## begin
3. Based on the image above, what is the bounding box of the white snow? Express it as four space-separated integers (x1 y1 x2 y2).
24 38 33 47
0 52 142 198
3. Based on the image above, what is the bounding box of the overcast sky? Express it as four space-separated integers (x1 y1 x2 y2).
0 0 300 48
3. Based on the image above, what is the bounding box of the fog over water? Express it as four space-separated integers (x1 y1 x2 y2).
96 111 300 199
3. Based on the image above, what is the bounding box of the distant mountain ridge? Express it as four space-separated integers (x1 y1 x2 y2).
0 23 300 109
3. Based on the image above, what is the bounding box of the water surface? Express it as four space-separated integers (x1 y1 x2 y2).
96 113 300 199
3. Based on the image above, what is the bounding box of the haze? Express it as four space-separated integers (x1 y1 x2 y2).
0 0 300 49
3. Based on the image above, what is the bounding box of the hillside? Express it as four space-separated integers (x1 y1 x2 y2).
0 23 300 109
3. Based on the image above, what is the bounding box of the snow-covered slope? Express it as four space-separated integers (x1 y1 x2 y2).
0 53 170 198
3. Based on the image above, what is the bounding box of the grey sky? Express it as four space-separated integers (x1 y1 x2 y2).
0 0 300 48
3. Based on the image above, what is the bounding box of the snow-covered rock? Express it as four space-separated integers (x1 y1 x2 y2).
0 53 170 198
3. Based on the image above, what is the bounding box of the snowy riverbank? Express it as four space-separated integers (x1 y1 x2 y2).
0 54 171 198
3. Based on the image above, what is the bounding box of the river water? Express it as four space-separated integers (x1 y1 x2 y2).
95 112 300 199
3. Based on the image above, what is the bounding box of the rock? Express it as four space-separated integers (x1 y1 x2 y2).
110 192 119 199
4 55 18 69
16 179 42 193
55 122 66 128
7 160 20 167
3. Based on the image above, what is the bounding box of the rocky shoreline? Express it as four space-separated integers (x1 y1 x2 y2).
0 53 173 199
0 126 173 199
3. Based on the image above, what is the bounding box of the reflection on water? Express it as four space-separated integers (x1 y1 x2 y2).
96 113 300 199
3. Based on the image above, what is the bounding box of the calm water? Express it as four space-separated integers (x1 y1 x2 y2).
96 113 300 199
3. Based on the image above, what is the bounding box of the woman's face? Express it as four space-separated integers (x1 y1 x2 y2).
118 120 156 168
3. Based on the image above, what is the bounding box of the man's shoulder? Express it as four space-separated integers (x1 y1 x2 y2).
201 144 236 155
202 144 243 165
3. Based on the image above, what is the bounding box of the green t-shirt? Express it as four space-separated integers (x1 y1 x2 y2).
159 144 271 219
## end
GIVEN PROBLEM: Reproduce all of the material above word for word, without changing anything.

RESULT OF THE EXERCISE:
3. Based on the image above, what is the bounding box of the white snow? Express it as four space-separated integers (x1 y1 x2 y2).
24 38 33 47
0 52 142 198
3. Based on the image above, what is the bounding box of the overcast sky? Express it as four space-separated integers (x1 y1 x2 y2).
0 0 300 48
3. Based on the image above, what is the bounding box of the fog over water? Express it as four space-separated integers (x1 y1 x2 y2).
96 111 300 199
3. Based on the image above, what is the bounding box of the distant mountain ridge? Express it as four space-separated integers (x1 y1 x2 y2).
0 23 300 109
3. Based on the image above, what is the bounding box of the water surface? Express it as four space-separated integers (x1 y1 x2 y2).
96 113 300 199
3. Based on the image above, what is the bounding box of the haze? Express it as four space-separated integers (x1 y1 x2 y2).
0 0 300 49
3. Based on the image above, what is the bounding box of the hillside? Express it as four space-separated integers (x1 y1 x2 y2).
0 23 300 109
3. Based on the image above, what is the bounding box of the snow-covered slope? Express it as four space-separated integers (x1 y1 x2 y2).
0 53 170 198
3. Based on the image above, what is the bounding box of the grey sky? Express it as four space-separated integers (x1 y1 x2 y2).
0 0 300 48
3. Based on the image above, what is the bounding box of the snow-covered rock? Express it as four space-separated integers (x1 y1 x2 y2).
0 53 170 198
3. Based on the image above, what is the bounding box of the snowy riverbank? Express it as four space-separated integers (x1 y1 x2 y2).
0 54 171 198
3. Based on the image above, what is the bounding box of the river water? Express it as four space-separated integers (x1 y1 x2 y2).
95 112 300 199
3. Based on the image above, what is the bounding box of the rock? Express it as four space-separated integers (x1 y1 x2 y2).
110 192 119 199
4 55 18 69
16 179 42 193
55 122 66 128
7 160 20 167
3. Based on the image above, what is the bounding box of the rocky shoreline? Express it as four space-separated integers (x1 y1 x2 y2).
0 53 173 199
0 126 173 199
3. Based on the image above, what is the bounding box of the reflection on water? Express it as four space-separated integers (x1 y1 x2 y2).
96 113 300 199
3. Based on the image above, what is the bounding box of the calm water? Express it as four space-separated integers (x1 y1 x2 y2).
96 113 300 199
3. Based on the image above, what is the bounding box of the woman's face? Express it as four space-separated integers (x1 y1 x2 y2).
118 120 156 168
3. Based on the image above, what is the bounding box of the man's shoulder? Express it as four space-separated integers (x1 y1 x2 y2).
201 144 236 155
202 144 243 165
3. Based on the image above, what is the bounding box of the green t-shirt? Express it as four space-separated integers (x1 y1 x2 y2).
159 144 271 219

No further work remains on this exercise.